[Start INPUT DATA]
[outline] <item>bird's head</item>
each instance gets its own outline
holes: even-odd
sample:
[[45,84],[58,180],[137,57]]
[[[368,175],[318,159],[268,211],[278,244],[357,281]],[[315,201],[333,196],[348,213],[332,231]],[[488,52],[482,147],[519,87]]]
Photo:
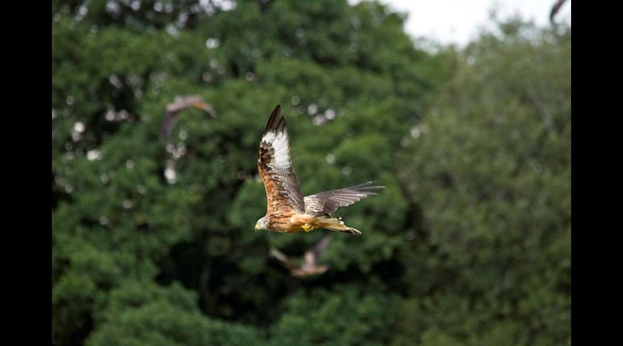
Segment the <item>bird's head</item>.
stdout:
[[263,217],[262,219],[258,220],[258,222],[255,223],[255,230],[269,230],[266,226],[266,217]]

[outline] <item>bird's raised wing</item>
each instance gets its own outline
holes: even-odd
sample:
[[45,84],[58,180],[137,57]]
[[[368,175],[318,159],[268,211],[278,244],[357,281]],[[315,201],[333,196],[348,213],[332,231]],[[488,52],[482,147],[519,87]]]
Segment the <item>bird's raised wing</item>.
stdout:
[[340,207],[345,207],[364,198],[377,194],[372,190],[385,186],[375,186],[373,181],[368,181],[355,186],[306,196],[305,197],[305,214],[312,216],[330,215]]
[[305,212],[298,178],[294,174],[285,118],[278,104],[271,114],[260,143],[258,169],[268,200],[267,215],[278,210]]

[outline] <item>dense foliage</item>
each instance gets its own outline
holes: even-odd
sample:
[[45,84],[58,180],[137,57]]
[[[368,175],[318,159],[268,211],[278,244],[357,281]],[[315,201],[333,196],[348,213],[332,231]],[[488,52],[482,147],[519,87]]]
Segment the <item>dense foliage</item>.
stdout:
[End INPUT DATA]
Render every line of the rows above as a numbered list, skipping blank lines. Omit the pictures from the list.

1. [outline] <item>bird's head</item>
2. each instance gets its own outline
3. holes: even-odd
4. sample:
5. [[45,84],[58,180],[137,57]]
6. [[[368,175],[318,159],[268,211],[278,244],[357,281]],[[315,201],[333,196],[348,213],[332,231]],[[488,52],[482,147],[519,87]]]
7. Photo:
8. Segment the <item>bird's head</item>.
9. stdout:
10. [[263,217],[262,219],[258,220],[258,222],[255,223],[255,230],[269,230],[266,226],[266,217]]
11. [outline] <item>bird's raised wing</item>
12. each instance gets its own outline
13. holes: even-odd
14. sample:
15. [[45,84],[58,180],[137,57]]
16. [[[368,175],[318,159],[268,211],[278,244],[357,281]],[[315,201],[333,196],[348,213],[332,231]],[[488,52],[482,147],[519,87]]]
17. Segment the <item>bird's raised wing</item>.
18. stdout:
19. [[340,207],[345,207],[364,198],[377,194],[372,190],[385,186],[375,186],[373,181],[368,181],[355,186],[306,196],[305,197],[305,214],[312,216],[330,215]]
20. [[305,212],[298,178],[294,174],[285,118],[278,104],[271,114],[260,143],[258,169],[268,200],[267,215],[278,210]]
21. [outline] <item>dense foliage</item>
22. each instance gets its own outline
23. holes: even-odd
24. sample:
25. [[45,84],[58,180],[137,57]]
26. [[[368,175],[318,159],[268,211],[278,244],[357,281]],[[315,201],[333,196],[348,213],[332,231]],[[488,52],[482,147],[519,87]]]
27. Segment the <item>dense foliage</item>.
28. stdout:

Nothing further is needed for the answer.